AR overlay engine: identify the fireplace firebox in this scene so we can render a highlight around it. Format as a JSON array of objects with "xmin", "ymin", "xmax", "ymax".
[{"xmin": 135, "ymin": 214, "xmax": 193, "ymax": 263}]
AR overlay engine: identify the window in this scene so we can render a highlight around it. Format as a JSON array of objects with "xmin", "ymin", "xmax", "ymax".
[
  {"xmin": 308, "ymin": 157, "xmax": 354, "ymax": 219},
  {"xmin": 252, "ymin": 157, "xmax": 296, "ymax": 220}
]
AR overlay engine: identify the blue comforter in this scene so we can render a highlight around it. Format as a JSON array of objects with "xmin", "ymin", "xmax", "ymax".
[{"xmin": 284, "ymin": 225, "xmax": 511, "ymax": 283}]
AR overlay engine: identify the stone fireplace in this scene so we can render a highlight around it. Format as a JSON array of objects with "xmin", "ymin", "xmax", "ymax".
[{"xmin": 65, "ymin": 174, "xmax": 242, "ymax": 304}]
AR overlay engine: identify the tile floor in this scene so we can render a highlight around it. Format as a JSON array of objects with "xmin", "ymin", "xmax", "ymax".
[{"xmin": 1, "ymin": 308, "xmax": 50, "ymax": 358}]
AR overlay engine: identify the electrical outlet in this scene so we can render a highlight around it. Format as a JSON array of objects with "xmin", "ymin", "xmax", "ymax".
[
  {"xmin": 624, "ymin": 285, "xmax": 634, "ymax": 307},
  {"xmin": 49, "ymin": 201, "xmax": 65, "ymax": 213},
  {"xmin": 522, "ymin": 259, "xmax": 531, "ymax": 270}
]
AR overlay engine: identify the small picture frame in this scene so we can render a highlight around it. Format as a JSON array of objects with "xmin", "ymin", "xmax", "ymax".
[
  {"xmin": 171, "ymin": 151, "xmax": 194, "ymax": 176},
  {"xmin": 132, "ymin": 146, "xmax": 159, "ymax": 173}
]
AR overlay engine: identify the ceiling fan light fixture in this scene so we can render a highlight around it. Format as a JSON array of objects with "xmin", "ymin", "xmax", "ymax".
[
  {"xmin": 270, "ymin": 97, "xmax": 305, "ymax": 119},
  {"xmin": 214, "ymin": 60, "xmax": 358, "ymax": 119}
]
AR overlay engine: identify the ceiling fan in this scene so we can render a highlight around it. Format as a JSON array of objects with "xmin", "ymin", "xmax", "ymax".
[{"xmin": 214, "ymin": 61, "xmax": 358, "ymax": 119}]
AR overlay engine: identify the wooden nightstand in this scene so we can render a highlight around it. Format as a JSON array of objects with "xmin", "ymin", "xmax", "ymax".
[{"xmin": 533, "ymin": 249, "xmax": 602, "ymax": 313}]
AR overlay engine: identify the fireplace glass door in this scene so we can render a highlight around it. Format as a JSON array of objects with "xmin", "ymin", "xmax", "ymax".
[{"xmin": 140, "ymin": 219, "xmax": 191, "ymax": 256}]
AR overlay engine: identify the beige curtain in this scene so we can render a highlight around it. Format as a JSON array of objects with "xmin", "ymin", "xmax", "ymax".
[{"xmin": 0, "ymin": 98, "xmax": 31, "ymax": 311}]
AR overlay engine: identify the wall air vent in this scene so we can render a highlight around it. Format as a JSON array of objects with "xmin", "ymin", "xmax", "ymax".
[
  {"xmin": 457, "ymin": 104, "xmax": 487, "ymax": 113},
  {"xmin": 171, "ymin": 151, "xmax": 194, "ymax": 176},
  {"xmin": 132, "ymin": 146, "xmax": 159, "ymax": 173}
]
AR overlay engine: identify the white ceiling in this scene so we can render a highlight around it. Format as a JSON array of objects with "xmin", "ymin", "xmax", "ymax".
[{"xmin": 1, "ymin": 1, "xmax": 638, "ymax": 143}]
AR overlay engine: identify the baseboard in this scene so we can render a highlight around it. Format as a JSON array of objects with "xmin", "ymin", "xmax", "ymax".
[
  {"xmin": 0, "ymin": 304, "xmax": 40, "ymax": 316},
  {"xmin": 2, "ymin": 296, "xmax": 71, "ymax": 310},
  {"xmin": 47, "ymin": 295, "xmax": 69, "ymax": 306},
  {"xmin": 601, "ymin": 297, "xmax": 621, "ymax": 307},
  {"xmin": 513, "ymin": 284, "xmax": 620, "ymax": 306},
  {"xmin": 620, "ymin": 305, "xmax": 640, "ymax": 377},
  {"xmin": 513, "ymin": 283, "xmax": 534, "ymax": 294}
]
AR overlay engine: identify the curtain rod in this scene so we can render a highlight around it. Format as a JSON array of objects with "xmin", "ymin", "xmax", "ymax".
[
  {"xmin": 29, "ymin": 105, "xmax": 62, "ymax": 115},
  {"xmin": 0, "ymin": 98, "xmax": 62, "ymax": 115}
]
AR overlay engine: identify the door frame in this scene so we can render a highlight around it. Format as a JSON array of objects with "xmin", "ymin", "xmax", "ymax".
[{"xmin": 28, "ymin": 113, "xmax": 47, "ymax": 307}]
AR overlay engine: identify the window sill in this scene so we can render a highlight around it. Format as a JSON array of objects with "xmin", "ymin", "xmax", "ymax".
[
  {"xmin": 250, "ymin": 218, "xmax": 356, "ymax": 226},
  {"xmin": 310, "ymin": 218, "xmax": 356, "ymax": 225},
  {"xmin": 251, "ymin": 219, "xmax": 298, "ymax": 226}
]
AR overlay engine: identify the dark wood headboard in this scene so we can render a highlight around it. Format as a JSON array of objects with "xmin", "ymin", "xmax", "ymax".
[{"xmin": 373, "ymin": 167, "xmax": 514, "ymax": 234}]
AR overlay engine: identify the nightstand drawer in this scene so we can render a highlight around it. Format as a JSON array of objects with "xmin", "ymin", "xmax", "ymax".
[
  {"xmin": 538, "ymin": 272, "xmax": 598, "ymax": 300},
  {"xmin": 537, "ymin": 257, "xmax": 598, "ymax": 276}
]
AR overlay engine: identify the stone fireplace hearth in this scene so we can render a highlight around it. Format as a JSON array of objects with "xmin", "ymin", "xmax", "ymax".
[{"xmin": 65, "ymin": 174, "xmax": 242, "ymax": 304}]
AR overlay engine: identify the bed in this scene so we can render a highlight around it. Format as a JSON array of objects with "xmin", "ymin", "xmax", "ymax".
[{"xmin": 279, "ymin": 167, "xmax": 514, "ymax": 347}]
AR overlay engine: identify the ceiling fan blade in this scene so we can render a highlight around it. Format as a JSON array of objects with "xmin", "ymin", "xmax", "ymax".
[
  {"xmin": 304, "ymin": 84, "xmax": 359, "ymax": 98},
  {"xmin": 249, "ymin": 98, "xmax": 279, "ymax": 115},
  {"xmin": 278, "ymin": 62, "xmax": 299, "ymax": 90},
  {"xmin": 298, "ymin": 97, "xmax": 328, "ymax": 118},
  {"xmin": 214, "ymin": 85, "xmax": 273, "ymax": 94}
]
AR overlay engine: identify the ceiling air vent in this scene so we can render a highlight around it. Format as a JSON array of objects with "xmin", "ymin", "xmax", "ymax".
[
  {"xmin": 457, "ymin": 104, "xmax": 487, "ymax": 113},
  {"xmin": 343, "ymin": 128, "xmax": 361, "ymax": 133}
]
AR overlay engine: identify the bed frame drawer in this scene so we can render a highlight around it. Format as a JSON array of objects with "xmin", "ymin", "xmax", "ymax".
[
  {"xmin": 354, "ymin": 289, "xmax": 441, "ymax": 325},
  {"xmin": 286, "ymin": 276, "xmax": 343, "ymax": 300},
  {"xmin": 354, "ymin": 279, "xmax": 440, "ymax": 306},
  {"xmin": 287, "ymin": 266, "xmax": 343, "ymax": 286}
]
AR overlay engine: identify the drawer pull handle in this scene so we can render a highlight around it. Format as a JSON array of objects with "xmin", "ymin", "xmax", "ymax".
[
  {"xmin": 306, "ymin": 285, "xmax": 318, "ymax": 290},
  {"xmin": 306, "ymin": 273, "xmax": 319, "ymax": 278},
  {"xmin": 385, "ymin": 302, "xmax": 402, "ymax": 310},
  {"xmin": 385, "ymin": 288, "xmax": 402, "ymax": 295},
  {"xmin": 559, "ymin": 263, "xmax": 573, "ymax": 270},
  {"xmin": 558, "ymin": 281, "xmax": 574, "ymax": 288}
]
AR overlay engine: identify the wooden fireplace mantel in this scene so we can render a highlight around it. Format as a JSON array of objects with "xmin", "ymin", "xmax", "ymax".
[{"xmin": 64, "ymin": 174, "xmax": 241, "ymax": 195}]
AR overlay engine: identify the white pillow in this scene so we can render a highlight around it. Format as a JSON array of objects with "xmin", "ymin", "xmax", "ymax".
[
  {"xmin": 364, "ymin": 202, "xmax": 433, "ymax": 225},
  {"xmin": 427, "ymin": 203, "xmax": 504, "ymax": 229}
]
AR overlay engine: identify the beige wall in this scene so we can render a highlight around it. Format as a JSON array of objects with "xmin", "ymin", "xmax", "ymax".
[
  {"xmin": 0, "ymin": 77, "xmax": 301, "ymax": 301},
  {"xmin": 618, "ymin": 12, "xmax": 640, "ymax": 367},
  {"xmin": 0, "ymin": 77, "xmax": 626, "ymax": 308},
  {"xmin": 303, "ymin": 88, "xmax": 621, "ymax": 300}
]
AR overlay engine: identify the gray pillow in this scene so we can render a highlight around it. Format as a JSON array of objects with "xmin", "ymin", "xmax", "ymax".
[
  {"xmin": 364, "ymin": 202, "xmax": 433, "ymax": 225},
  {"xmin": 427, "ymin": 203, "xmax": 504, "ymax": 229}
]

++++++++

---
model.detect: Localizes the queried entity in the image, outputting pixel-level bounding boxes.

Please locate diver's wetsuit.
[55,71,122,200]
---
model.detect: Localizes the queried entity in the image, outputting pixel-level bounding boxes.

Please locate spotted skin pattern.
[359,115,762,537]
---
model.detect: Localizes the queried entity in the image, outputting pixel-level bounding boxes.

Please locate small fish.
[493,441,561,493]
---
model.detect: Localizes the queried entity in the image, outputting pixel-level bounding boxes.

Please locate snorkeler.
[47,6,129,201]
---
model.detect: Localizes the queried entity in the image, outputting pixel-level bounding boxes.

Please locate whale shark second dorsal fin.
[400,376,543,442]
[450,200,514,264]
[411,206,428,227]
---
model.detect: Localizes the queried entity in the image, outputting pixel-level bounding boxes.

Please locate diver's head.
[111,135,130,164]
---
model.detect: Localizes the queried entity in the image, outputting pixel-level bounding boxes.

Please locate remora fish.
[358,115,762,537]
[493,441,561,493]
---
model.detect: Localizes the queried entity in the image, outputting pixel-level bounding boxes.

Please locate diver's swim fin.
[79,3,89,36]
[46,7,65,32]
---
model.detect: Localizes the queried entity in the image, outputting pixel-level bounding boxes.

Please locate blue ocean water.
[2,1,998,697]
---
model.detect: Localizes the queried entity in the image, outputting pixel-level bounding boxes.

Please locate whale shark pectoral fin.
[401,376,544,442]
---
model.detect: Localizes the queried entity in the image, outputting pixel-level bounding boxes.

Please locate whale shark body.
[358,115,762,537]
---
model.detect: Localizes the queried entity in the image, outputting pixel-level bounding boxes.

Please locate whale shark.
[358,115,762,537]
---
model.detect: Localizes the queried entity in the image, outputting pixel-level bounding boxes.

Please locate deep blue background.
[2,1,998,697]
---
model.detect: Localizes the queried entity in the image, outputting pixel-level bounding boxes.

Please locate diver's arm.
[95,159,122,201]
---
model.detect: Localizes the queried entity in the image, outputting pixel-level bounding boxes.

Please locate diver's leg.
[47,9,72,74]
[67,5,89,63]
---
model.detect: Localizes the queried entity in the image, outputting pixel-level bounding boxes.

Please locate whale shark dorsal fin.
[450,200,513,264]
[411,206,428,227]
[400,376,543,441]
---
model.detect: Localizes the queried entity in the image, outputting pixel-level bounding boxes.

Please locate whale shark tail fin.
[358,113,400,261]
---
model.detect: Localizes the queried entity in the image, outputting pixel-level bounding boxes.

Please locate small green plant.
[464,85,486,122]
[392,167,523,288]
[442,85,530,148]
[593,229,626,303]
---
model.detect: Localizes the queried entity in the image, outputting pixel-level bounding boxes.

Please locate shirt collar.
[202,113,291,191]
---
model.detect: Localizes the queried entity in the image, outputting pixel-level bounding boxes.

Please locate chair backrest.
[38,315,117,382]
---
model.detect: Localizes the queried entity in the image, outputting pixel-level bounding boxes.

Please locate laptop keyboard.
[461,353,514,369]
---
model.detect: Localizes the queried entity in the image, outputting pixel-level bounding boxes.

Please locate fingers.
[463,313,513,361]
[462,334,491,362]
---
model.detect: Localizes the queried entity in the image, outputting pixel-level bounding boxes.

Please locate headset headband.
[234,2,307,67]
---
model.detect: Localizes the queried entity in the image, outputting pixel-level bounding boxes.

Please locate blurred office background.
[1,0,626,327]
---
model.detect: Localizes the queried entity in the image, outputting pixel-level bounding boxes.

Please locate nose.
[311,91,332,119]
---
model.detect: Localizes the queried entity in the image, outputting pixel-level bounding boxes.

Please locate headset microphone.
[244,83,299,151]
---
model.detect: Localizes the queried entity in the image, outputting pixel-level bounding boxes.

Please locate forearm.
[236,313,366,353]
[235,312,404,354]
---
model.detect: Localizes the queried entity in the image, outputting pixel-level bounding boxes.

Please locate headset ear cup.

++++++++

In the listing above, find the line with "Please locate chair backrest." and the line with "Please locate headset ear cup."; output exactly those lines and all lines between them.

Please locate chair backrest.
[38,315,117,382]
---
model.detect: Localizes the queried entity in the image, outputting pixel-level bounding boxes.

Please locate laptop keyboard.
[461,353,514,369]
---
model.detect: Localizes the queried entity in the image, outputting pixel-level bounding boxes.

Please locate fingers.
[463,313,513,361]
[462,334,491,362]
---
model.detect: Localizes the queried entity in the image, outputting pixel-level bounding boxes.

Please locate headset headband.
[234,2,307,67]
---
model.detect: Localizes the queried entity in the image, outputting pixel-level bounding boxes.

Please locate blurred office background.
[1,0,626,327]
---
model.detect: Localizes the queried entity in the image, outputting pixel-level bounding boxes.

Please locate nose.
[311,91,332,119]
---
model.detect: Localizes the queried entity in the image, outputting pixel-level bounding boxes.

Please locate headset microphone.
[244,83,299,151]
---
model.detect: Localizes the queried entity in the image, outputting pixel-level bounding boxes.

Please locate forearm.
[236,313,366,353]
[235,312,404,354]
---
model.detect: Localizes the queried entity in the image, outputting pixel-level bounding boxes.

Please locate headset ear cup.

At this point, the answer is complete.